-------- GIVEN PASSAGE --------
The trial court explained that it excluded Scheller’s offer based on the purposes for which Scheller stated she intended to call Rodney Allen: First, [Scheller] alleged that Rodney Allen made a statement to the police for which he should be subject to cross-examination.

Rule 611 of the Pennsylvania Rules of Evidence provides that, in a criminal case, cross-examination of a witness should be limited to the subject matter of the direct examination and matters affecting credibility. Cross-examination is generally limited to matters brought out on direct examination. The Commonwealth did not call Rodney Allen as a witness and did not put any statement of Rodney Allen into evidence, thus, he could not be subject to cross-examination [by Scheller].

The second purpose for which [Scheller] proposed to call Rodney Allen was to “cross-examine him” on his prior crime of falsehood.
-------- DATA EXCERPTS --------
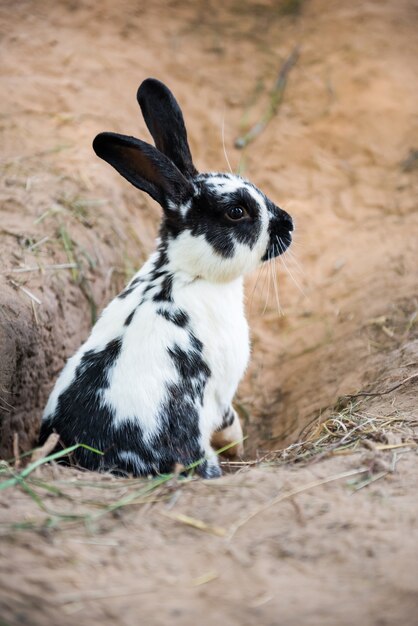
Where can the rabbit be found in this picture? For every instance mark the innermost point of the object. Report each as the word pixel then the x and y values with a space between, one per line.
pixel 154 381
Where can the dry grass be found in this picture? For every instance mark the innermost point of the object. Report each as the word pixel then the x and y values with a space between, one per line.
pixel 68 496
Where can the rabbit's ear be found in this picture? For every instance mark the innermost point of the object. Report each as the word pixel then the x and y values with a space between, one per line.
pixel 144 166
pixel 165 122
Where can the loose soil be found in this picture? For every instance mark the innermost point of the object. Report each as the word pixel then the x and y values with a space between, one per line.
pixel 267 544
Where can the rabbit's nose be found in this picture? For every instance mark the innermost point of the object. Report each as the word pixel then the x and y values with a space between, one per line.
pixel 287 221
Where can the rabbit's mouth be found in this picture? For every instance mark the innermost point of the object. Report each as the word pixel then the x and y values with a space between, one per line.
pixel 280 237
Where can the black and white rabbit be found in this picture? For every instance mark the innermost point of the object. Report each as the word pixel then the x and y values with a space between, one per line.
pixel 155 379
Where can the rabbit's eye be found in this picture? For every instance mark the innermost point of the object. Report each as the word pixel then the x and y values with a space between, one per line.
pixel 236 214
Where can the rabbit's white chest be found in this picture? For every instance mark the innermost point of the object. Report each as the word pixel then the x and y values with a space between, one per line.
pixel 217 317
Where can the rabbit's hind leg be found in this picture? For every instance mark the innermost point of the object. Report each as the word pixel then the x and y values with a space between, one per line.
pixel 230 431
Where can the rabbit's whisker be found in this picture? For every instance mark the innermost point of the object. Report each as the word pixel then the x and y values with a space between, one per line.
pixel 223 144
pixel 260 270
pixel 287 268
pixel 276 288
pixel 269 280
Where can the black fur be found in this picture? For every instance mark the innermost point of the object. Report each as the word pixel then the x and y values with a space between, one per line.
pixel 165 122
pixel 82 416
pixel 190 202
pixel 207 217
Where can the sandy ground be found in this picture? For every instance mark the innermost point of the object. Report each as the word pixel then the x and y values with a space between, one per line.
pixel 337 156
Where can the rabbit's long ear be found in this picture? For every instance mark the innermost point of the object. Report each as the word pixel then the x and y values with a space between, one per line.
pixel 144 166
pixel 165 122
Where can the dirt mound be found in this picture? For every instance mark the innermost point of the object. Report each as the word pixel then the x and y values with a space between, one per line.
pixel 340 156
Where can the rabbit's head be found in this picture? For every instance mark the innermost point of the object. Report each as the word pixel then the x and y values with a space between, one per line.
pixel 215 226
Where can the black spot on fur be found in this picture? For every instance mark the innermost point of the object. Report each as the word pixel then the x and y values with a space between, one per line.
pixel 177 317
pixel 125 292
pixel 207 217
pixel 129 318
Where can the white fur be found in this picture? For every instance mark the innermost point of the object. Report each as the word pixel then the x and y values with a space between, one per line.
pixel 209 288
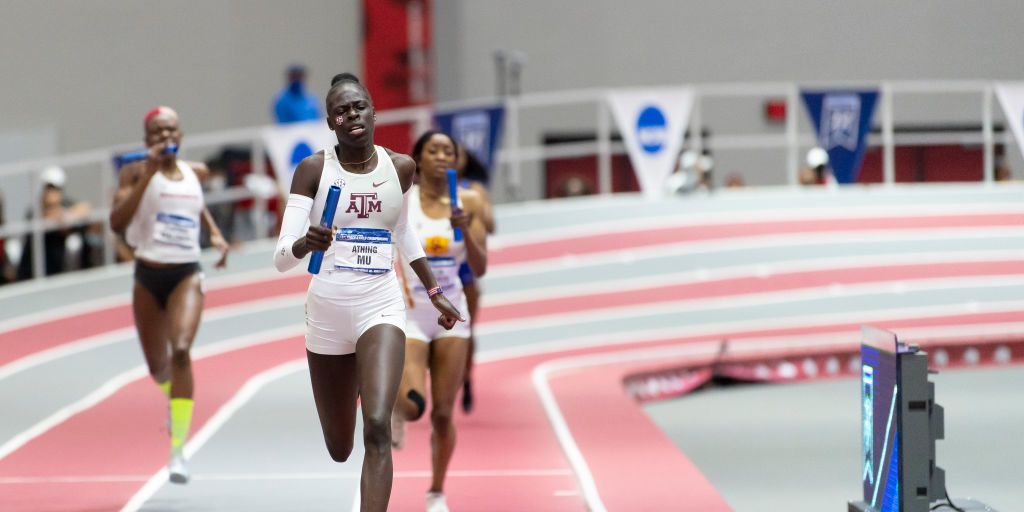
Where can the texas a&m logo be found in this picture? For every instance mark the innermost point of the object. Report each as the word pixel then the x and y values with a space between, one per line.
pixel 363 204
--------
--- INSTRUCTIONS ---
[a] Summarize the passage about the trial court's ruling in exactly two sentences.
[b] Rewrite the records from the start through the line that contains "pixel 68 496", changing "dry grass" to "tall grass" and keeping everything else the same. Omit the pictures.
The text and the records are independent of each other and serve as separate material.

--- RESPONSES BY TASK ---
[a] The trial court explained that it excluded Scheller's offer based on the purposes for which she intended to call Rodney Allen, the first being to cross-examine him about a statement he made to the police. Because Rule 611 limits cross-examination to the subject matter of the direct examination and matters affecting credibility, and the Commonwealth neither called Rodney Allen nor put his statement into evidence, he could not be cross-examined by Scheller, whose second stated purpose was to cross-examine him on his prior crime of falsehood.

[b]
Where can the rabbit be found in this picture? For every instance mark the innermost point of the object. Report each as the word pixel then the x and y values with a space between, one per line.
pixel 154 381
Where can the tall grass be found in this picture? For every instance mark the innermost point of the object. Report each as the word pixel then the x and y values with a space between, one per line.
pixel 68 496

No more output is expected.